Exercise goal: In the copy, include every entry exactly but none of the pictures.

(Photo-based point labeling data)
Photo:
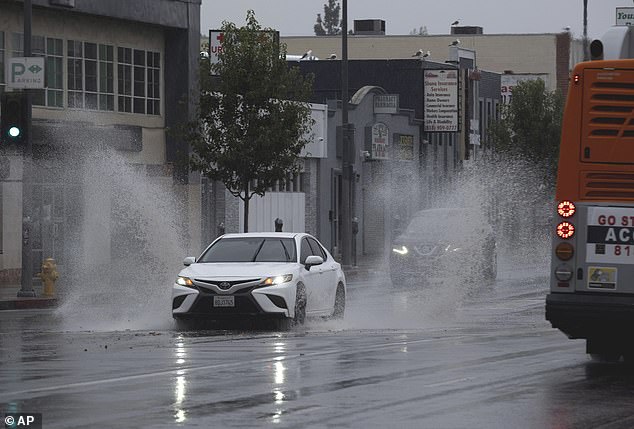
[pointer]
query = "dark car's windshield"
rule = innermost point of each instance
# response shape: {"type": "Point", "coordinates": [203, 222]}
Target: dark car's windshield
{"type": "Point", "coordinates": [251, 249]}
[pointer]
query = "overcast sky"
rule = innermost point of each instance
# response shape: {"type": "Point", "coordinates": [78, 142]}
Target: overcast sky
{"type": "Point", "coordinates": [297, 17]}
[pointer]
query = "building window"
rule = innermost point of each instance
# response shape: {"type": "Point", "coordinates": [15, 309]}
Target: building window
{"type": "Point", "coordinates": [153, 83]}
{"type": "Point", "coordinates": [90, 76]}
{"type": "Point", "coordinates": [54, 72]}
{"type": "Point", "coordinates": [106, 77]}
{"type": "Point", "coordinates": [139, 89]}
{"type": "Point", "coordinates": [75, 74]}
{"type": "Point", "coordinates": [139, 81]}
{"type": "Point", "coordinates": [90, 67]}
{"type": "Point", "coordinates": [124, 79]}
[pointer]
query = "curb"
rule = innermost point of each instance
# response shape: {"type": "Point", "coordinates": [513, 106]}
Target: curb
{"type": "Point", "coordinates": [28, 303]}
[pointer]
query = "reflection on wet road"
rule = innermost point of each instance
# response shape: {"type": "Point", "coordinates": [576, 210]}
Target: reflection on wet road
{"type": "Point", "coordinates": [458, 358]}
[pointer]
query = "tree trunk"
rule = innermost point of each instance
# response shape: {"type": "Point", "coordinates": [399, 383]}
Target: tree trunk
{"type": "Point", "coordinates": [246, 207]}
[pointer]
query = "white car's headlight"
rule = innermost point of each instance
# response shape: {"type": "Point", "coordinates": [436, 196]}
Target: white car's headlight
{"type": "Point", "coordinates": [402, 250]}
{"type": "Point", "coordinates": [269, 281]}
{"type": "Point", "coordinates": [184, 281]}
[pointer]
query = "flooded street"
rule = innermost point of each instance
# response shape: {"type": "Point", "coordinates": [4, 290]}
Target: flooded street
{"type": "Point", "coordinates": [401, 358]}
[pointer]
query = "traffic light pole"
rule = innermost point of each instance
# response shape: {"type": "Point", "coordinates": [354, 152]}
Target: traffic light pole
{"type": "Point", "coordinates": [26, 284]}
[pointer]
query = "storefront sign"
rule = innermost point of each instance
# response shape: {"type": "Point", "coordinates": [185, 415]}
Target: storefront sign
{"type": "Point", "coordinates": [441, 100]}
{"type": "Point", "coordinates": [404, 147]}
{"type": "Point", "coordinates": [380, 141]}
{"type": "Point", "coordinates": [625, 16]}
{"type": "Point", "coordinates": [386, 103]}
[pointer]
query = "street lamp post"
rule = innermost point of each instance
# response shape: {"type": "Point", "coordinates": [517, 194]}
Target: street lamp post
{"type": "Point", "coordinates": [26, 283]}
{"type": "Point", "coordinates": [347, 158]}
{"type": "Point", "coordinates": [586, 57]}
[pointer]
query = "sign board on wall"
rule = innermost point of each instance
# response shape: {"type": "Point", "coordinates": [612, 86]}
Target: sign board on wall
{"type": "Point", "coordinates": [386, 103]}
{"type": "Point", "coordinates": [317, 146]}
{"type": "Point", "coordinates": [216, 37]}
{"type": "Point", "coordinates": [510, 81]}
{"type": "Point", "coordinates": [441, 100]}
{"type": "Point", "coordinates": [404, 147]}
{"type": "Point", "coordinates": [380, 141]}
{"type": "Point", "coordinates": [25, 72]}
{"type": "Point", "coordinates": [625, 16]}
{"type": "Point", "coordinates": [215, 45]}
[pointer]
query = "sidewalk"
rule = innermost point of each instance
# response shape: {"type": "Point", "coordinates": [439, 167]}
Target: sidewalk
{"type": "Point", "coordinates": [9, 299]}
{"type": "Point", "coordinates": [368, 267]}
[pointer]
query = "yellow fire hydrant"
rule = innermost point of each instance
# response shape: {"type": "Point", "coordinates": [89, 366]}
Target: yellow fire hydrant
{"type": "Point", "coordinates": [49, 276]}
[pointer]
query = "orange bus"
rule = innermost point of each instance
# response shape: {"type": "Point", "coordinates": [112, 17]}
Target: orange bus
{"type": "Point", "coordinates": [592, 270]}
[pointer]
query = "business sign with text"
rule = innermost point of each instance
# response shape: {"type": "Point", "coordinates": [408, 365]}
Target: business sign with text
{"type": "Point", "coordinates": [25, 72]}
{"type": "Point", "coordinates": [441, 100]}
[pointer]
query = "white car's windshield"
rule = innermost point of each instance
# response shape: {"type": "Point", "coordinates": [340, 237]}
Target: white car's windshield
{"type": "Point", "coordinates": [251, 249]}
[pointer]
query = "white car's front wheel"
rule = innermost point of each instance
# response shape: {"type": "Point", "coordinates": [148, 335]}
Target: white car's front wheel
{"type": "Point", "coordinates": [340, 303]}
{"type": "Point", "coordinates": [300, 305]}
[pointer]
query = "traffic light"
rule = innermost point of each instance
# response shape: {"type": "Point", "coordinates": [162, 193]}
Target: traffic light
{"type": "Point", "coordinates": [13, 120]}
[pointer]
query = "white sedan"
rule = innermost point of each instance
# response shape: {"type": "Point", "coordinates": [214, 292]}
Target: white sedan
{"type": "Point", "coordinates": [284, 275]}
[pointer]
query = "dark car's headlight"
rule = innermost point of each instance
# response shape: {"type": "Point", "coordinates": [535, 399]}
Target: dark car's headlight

Finished exercise:
Photo:
[pointer]
query = "dark car's windshield"
rule = innermost point of each instance
# response shape: {"type": "Point", "coordinates": [203, 222]}
Target: dark car's windshield
{"type": "Point", "coordinates": [251, 249]}
[pointer]
query = "overcast sky"
rule = innermost point of each instance
# response shape: {"type": "Point", "coordinates": [78, 142]}
Target: overcast sky
{"type": "Point", "coordinates": [297, 17]}
[pointer]
query = "building window"
rule = innermost point of each instance
# response shape: {"type": "Point", "coordinates": [15, 309]}
Target: building window
{"type": "Point", "coordinates": [153, 83]}
{"type": "Point", "coordinates": [90, 76]}
{"type": "Point", "coordinates": [54, 72]}
{"type": "Point", "coordinates": [106, 77]}
{"type": "Point", "coordinates": [139, 89]}
{"type": "Point", "coordinates": [75, 74]}
{"type": "Point", "coordinates": [139, 81]}
{"type": "Point", "coordinates": [90, 67]}
{"type": "Point", "coordinates": [124, 79]}
[pointer]
query = "curb"
rule = innermost point of each instance
# response shape: {"type": "Point", "coordinates": [513, 106]}
Target: curb
{"type": "Point", "coordinates": [28, 303]}
[pointer]
query = "reflection on wet road"
rule = innermost point of each instance
# response shape: {"type": "Point", "coordinates": [576, 210]}
Target: reflection on wet road
{"type": "Point", "coordinates": [458, 358]}
[pointer]
query = "tree trunk"
rule = innermost point of each instance
# response shape: {"type": "Point", "coordinates": [399, 383]}
Target: tree trunk
{"type": "Point", "coordinates": [246, 207]}
[pointer]
query = "white car's headlight"
rule = innermost point of each instance
# response shape: {"type": "Point", "coordinates": [436, 196]}
Target: white car's headlight
{"type": "Point", "coordinates": [402, 250]}
{"type": "Point", "coordinates": [269, 281]}
{"type": "Point", "coordinates": [184, 281]}
[pointer]
query = "flooded street"
rule = innermost point of each instance
# response shape: {"type": "Point", "coordinates": [4, 290]}
Target: flooded street
{"type": "Point", "coordinates": [401, 358]}
[pointer]
query = "traffic light pole"
rule = innermost point of each instance
# response shape: {"type": "Point", "coordinates": [354, 152]}
Target: traffic light pole
{"type": "Point", "coordinates": [26, 284]}
[pointer]
query = "storefront sign"
rule = innermost point of each instance
# response shape: {"type": "Point", "coordinates": [185, 415]}
Target: storefront sign
{"type": "Point", "coordinates": [441, 100]}
{"type": "Point", "coordinates": [404, 147]}
{"type": "Point", "coordinates": [380, 141]}
{"type": "Point", "coordinates": [625, 16]}
{"type": "Point", "coordinates": [386, 103]}
[pointer]
query = "street lamp post"
rule = innermost point of each instance
# response shape: {"type": "Point", "coordinates": [517, 194]}
Target: street lamp post
{"type": "Point", "coordinates": [26, 283]}
{"type": "Point", "coordinates": [347, 158]}
{"type": "Point", "coordinates": [586, 57]}
[pointer]
query = "sign board on wall"
rule = innermost point of each instance
# response shape: {"type": "Point", "coordinates": [612, 86]}
Target: sign board on wall
{"type": "Point", "coordinates": [386, 103]}
{"type": "Point", "coordinates": [317, 146]}
{"type": "Point", "coordinates": [216, 37]}
{"type": "Point", "coordinates": [510, 81]}
{"type": "Point", "coordinates": [441, 100]}
{"type": "Point", "coordinates": [404, 147]}
{"type": "Point", "coordinates": [380, 141]}
{"type": "Point", "coordinates": [25, 72]}
{"type": "Point", "coordinates": [625, 16]}
{"type": "Point", "coordinates": [215, 45]}
[pointer]
query = "sidewalk"
rule = innermost point of each instance
# response shape: {"type": "Point", "coordinates": [439, 167]}
Target: sidewalk
{"type": "Point", "coordinates": [9, 299]}
{"type": "Point", "coordinates": [368, 267]}
[pointer]
query = "yellow fire hydrant"
rule = innermost point of each instance
# response shape: {"type": "Point", "coordinates": [89, 366]}
Target: yellow fire hydrant
{"type": "Point", "coordinates": [49, 276]}
[pointer]
query = "orange bus"
rule = innermost point of each instance
# response shape: {"type": "Point", "coordinates": [112, 17]}
Target: orange bus
{"type": "Point", "coordinates": [592, 270]}
[pointer]
query = "business sign with text"
rule = innermost point of each instance
# response shape: {"type": "Point", "coordinates": [408, 365]}
Target: business sign with text
{"type": "Point", "coordinates": [25, 72]}
{"type": "Point", "coordinates": [441, 100]}
[pointer]
query = "white car's windshield"
rule = innermost point of each instance
# response shape: {"type": "Point", "coordinates": [340, 237]}
Target: white car's windshield
{"type": "Point", "coordinates": [251, 249]}
[pointer]
query = "white car's front wheel"
rule = innermost point of each instance
# response shape: {"type": "Point", "coordinates": [148, 335]}
Target: white car's front wheel
{"type": "Point", "coordinates": [340, 303]}
{"type": "Point", "coordinates": [300, 305]}
[pointer]
query = "traffic light"
rule = innermost point of each instance
# response shape: {"type": "Point", "coordinates": [162, 193]}
Target: traffic light
{"type": "Point", "coordinates": [13, 120]}
[pointer]
query = "white sedan"
rule = innermost point of each instance
# response shape: {"type": "Point", "coordinates": [214, 292]}
Target: white sedan
{"type": "Point", "coordinates": [284, 275]}
[pointer]
query = "dark car's headlight"
rule = innermost point of each instance
# response shape: {"type": "Point", "coordinates": [535, 399]}
Target: dark car's headlight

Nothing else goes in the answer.